* Start *

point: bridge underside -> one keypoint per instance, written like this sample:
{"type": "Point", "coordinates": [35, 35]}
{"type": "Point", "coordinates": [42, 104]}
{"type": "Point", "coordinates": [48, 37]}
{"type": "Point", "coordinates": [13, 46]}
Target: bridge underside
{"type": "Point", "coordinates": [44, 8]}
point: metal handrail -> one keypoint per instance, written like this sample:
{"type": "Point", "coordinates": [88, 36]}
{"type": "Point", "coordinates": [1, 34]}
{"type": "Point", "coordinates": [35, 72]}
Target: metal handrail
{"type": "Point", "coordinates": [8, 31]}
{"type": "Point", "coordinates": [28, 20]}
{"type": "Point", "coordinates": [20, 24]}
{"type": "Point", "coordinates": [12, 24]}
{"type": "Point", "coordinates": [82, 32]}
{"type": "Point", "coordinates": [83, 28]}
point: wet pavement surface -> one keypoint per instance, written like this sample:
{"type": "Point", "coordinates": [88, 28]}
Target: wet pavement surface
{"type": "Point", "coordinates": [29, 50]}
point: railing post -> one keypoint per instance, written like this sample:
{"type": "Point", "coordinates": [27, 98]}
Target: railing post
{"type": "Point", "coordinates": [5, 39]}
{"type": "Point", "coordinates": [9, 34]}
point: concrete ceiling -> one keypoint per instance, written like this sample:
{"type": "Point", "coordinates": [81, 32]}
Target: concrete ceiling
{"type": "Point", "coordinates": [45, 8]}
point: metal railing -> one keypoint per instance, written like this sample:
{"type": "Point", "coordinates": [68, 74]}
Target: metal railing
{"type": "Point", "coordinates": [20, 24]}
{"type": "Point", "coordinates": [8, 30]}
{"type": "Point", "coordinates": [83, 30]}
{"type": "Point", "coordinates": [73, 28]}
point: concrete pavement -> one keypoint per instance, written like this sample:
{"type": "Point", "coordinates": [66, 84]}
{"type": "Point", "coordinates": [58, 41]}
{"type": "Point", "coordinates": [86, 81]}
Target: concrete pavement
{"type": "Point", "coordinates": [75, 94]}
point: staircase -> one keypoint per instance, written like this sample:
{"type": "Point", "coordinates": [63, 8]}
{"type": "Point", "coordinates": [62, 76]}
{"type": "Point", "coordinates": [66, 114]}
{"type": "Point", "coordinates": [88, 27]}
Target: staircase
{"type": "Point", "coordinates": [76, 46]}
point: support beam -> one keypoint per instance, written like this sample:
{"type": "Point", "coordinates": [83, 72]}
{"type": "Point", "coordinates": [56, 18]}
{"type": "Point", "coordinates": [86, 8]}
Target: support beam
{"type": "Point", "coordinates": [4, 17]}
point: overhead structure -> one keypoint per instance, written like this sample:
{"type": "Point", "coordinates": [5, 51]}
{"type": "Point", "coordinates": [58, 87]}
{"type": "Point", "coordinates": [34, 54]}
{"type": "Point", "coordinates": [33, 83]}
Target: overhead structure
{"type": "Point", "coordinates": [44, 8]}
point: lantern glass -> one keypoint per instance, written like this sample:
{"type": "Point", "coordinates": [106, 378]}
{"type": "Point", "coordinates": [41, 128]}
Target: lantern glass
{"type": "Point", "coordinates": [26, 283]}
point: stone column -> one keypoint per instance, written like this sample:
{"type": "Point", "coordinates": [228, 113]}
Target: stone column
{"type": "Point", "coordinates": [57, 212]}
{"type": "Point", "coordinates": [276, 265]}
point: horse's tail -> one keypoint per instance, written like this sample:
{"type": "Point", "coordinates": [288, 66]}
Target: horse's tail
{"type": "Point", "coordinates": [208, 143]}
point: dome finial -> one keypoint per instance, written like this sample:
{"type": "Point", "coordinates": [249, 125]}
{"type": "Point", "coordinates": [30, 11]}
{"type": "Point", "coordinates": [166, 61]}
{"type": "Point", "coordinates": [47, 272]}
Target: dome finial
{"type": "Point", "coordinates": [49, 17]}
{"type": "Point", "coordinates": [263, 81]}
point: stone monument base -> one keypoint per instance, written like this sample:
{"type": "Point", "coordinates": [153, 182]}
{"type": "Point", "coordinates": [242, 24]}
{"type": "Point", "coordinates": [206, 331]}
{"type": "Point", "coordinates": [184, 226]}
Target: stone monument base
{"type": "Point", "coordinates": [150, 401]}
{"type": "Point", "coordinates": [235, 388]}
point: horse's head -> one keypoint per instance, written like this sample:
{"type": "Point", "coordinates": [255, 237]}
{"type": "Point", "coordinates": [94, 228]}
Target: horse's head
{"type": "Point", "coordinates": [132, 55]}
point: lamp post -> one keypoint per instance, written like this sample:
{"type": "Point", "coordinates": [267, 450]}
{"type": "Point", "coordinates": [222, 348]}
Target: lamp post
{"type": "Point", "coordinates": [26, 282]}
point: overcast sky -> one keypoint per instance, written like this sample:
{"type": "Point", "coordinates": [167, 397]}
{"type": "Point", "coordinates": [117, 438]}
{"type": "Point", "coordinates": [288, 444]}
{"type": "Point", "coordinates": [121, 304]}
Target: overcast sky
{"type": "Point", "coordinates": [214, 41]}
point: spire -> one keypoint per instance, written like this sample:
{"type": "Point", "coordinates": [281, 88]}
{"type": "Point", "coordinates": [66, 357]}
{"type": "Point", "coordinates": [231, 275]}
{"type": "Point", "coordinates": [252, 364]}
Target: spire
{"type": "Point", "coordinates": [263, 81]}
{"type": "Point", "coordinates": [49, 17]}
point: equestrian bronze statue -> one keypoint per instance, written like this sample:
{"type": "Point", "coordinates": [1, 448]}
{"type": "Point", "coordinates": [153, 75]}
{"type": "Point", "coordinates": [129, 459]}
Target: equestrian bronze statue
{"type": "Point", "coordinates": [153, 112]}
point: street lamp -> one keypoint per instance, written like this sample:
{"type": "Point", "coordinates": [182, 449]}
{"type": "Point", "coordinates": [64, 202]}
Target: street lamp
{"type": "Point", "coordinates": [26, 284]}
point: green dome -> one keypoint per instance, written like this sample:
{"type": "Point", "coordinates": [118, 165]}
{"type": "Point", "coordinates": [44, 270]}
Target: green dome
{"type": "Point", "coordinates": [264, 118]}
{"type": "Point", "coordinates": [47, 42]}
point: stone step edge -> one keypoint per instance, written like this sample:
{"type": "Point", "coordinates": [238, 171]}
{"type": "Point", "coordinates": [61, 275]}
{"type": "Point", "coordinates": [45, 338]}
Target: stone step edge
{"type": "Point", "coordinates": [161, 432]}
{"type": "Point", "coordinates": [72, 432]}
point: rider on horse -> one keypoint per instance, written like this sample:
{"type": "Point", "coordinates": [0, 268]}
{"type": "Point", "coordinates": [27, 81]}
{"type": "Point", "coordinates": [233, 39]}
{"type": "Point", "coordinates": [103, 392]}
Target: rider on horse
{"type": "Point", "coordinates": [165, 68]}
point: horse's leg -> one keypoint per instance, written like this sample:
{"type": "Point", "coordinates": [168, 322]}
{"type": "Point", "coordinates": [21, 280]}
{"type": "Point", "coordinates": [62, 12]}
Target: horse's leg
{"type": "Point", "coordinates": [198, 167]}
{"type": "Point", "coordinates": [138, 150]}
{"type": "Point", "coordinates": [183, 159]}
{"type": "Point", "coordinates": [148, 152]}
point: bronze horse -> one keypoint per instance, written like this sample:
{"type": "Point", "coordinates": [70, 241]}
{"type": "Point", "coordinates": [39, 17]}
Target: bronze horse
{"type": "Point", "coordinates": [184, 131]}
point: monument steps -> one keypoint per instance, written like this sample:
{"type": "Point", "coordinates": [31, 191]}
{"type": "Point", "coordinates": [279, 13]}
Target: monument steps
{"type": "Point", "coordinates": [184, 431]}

* End *

**Given exercise**
Please write out the material again, starting at the line that contains "point: monument steps" and stopping at its end, keeping every line. Shift each answer coordinate up by 22.

**Solution**
point: monument steps -> one keypoint per instance, written like this sample:
{"type": "Point", "coordinates": [31, 191]}
{"type": "Point", "coordinates": [279, 13]}
Target: monument steps
{"type": "Point", "coordinates": [206, 453]}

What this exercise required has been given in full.